(Collected data)
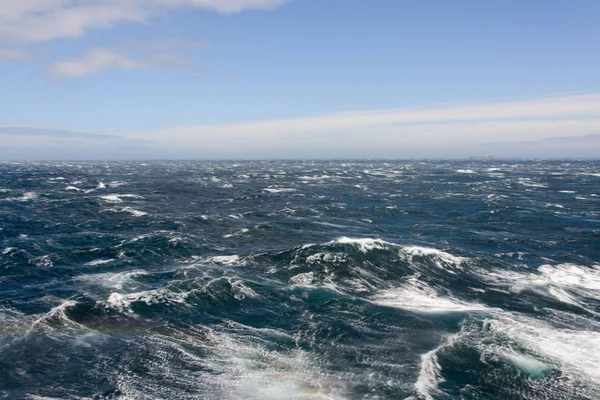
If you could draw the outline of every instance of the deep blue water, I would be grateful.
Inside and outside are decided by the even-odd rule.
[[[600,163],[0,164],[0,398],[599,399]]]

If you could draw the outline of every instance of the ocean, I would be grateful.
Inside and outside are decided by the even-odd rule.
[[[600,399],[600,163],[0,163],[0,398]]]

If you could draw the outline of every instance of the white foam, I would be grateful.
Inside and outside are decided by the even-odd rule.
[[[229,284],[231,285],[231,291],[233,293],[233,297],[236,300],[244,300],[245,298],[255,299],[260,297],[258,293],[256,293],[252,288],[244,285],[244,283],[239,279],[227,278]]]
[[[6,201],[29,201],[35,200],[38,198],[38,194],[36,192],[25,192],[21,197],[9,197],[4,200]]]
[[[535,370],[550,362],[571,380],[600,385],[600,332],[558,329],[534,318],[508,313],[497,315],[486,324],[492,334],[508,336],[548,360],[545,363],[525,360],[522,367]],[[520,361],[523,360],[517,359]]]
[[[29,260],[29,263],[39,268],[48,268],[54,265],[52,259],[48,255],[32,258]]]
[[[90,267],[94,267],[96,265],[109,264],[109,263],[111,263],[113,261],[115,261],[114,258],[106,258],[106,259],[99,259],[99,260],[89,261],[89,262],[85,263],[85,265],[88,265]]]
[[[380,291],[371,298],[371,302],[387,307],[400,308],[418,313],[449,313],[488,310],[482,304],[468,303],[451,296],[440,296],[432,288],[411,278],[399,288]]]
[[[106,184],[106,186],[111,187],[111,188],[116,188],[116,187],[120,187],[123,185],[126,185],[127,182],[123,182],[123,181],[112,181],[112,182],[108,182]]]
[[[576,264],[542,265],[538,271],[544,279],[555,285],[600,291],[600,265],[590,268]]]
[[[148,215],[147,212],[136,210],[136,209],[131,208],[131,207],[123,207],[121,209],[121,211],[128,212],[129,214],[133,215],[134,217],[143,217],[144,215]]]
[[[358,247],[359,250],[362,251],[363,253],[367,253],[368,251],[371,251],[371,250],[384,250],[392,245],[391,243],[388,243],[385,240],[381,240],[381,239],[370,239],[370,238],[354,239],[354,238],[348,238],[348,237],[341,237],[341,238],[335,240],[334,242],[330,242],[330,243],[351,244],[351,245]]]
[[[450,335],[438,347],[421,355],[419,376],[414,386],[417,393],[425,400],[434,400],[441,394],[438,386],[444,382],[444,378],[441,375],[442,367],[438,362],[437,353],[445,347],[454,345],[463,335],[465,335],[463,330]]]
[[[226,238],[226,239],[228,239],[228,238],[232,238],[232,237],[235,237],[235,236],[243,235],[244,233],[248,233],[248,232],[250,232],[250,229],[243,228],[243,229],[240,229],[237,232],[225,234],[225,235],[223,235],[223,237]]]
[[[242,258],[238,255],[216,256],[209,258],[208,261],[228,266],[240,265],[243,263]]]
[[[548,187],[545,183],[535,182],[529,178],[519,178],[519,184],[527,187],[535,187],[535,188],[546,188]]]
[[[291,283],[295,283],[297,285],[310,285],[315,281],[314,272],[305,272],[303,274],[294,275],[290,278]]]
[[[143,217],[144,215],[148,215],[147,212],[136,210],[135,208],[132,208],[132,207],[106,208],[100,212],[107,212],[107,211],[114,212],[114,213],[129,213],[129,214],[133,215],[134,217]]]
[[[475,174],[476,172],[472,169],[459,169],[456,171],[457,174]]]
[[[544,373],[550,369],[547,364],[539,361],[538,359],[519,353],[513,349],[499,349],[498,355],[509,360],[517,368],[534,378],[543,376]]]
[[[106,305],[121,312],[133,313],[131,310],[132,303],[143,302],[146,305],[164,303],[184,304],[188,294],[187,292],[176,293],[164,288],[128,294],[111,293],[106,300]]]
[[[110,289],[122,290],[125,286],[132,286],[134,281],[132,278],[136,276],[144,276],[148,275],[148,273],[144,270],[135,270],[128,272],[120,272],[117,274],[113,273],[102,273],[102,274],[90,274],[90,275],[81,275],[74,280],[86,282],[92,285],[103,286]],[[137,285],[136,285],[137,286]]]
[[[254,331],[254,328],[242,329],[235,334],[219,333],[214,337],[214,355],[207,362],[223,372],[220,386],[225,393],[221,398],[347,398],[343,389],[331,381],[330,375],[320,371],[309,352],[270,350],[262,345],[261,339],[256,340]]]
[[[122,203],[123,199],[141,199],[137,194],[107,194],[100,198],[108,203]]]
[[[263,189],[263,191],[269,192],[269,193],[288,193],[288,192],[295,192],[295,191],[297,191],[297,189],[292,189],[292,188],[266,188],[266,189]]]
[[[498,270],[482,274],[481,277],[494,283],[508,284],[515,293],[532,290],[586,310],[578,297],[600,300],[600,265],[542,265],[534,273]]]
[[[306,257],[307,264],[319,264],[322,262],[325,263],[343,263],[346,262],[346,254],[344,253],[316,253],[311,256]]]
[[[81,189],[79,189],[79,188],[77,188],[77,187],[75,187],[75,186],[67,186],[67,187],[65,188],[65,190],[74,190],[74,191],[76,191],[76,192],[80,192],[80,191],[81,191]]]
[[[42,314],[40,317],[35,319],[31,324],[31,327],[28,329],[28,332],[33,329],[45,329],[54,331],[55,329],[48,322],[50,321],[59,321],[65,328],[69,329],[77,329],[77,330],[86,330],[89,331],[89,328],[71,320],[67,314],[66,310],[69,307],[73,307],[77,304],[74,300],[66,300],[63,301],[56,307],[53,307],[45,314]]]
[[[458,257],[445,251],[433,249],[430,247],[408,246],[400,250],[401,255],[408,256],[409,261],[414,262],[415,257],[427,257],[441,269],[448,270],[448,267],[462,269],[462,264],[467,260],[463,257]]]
==
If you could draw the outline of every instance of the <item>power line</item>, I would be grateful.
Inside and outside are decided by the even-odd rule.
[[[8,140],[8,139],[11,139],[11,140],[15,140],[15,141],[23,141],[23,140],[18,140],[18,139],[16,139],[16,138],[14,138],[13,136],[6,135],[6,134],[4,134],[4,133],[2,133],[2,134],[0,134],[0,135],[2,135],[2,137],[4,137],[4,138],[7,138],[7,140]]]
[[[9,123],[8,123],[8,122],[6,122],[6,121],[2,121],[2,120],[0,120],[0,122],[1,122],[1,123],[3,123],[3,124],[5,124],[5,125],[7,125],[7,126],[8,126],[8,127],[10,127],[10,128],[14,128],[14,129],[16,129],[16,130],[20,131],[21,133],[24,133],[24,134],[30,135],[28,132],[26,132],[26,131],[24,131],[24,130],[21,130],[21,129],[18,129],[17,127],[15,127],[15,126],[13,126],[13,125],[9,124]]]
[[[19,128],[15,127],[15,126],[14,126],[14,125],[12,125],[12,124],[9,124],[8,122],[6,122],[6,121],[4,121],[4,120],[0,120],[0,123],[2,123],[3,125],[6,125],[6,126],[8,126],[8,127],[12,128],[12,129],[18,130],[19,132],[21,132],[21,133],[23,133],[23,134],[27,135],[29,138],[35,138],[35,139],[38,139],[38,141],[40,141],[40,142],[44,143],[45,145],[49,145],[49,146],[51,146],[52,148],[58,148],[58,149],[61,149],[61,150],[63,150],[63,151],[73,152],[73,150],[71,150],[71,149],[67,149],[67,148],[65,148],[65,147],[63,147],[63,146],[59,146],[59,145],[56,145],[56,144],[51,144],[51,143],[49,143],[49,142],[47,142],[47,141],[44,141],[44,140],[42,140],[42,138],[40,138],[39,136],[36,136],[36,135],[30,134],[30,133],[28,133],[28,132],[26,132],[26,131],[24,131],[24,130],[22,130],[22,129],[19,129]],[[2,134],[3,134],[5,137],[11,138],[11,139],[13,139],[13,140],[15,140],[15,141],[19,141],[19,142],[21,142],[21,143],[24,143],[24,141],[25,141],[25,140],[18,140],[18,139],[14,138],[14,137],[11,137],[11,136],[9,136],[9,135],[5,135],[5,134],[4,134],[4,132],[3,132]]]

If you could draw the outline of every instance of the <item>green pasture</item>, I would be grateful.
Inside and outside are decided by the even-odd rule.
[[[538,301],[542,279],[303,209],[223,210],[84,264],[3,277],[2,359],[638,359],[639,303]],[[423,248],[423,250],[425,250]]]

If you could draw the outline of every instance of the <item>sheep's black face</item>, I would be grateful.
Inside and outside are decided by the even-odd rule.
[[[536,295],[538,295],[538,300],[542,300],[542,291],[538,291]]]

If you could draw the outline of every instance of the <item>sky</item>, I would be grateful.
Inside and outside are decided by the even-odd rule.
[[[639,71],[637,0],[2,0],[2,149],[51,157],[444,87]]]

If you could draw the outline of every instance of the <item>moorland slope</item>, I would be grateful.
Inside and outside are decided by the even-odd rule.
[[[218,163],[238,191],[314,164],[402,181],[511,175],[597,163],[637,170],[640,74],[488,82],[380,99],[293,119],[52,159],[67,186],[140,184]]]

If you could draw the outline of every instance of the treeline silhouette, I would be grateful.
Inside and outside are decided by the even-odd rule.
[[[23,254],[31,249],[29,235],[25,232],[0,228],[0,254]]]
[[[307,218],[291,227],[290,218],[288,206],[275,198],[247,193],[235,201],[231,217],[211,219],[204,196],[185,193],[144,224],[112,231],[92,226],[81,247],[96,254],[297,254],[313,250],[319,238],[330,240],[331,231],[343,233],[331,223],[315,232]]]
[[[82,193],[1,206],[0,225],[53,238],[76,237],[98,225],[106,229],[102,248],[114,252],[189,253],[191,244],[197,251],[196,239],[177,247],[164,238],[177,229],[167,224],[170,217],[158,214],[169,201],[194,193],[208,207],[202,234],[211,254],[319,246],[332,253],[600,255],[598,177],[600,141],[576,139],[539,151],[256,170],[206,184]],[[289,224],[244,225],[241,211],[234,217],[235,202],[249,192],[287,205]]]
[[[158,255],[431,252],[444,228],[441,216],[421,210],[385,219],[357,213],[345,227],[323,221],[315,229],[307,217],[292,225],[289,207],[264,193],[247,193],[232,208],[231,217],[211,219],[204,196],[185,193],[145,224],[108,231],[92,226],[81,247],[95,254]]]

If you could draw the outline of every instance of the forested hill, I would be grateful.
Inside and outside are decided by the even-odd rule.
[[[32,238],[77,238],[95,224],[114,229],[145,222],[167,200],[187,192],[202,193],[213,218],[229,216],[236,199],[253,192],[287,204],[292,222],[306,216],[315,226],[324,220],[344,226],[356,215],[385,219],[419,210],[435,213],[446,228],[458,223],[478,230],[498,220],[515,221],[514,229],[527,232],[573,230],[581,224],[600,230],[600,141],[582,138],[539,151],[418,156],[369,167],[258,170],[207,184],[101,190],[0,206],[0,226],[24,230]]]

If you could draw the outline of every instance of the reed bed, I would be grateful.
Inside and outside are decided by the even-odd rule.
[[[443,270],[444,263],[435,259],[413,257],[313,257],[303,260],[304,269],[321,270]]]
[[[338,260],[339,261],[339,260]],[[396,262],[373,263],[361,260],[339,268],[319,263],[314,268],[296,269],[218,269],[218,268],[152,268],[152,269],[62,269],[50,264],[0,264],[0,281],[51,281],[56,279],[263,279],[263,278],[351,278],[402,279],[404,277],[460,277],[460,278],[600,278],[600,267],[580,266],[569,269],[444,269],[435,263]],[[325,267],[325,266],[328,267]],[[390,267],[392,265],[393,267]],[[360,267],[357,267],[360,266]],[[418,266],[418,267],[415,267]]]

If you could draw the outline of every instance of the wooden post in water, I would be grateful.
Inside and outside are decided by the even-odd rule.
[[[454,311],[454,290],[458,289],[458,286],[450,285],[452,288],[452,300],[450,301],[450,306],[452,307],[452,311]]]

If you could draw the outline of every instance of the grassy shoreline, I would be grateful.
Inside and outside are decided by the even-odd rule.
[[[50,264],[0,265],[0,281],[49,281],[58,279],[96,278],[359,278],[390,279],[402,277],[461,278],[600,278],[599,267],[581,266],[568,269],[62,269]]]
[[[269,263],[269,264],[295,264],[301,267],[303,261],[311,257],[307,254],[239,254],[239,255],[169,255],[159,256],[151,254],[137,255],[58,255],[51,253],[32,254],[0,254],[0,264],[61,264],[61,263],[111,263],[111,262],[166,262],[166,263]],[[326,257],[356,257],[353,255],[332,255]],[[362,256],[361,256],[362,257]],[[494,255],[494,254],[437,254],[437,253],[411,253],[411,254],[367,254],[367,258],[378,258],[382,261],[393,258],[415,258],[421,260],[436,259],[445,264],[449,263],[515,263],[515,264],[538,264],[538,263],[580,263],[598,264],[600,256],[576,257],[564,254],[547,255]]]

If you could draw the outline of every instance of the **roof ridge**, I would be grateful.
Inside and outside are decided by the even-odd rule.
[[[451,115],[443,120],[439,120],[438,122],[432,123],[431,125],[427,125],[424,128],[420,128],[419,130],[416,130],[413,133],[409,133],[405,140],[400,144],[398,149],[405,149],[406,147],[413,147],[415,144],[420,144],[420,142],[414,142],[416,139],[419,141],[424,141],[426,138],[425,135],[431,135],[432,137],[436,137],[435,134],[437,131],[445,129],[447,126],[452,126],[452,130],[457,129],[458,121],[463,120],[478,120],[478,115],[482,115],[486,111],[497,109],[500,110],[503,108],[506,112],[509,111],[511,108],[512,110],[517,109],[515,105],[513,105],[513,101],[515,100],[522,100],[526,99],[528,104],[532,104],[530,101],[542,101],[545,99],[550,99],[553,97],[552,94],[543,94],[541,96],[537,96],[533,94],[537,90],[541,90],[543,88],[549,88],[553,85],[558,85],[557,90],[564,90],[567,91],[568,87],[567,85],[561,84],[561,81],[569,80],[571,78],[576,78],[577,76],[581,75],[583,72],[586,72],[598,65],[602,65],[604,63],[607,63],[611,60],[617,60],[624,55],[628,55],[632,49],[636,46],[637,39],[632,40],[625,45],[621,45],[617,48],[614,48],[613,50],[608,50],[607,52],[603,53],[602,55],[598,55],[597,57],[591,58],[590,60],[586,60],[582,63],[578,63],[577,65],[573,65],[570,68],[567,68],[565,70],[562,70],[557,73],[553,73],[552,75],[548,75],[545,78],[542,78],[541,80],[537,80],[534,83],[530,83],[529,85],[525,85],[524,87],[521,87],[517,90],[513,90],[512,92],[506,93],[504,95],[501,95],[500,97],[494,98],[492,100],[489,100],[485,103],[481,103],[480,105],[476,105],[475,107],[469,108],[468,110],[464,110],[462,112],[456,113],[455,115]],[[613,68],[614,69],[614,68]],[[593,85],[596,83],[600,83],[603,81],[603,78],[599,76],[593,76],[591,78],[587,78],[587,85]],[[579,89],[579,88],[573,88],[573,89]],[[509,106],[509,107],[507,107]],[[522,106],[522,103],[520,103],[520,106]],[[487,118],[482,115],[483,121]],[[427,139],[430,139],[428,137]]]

- [Task statement]
Copy out, from the data above, every line holding the word "item".

- [Worked solution]
If you could draw the outline of every instance of the <item>power line</item>, I would be grateful.
If you could draw the outline of every instance of the <item>green pasture</item>, I would be grateful.
If you could draw the outline of every instance of the <item>sheep's black face</item>, I would be grateful.
If you could draw the outline of every instance of the <item>sky</item>, I would be grateful.
If you could draw the outline of every instance of the <item>moorland slope</item>, I would be grateful.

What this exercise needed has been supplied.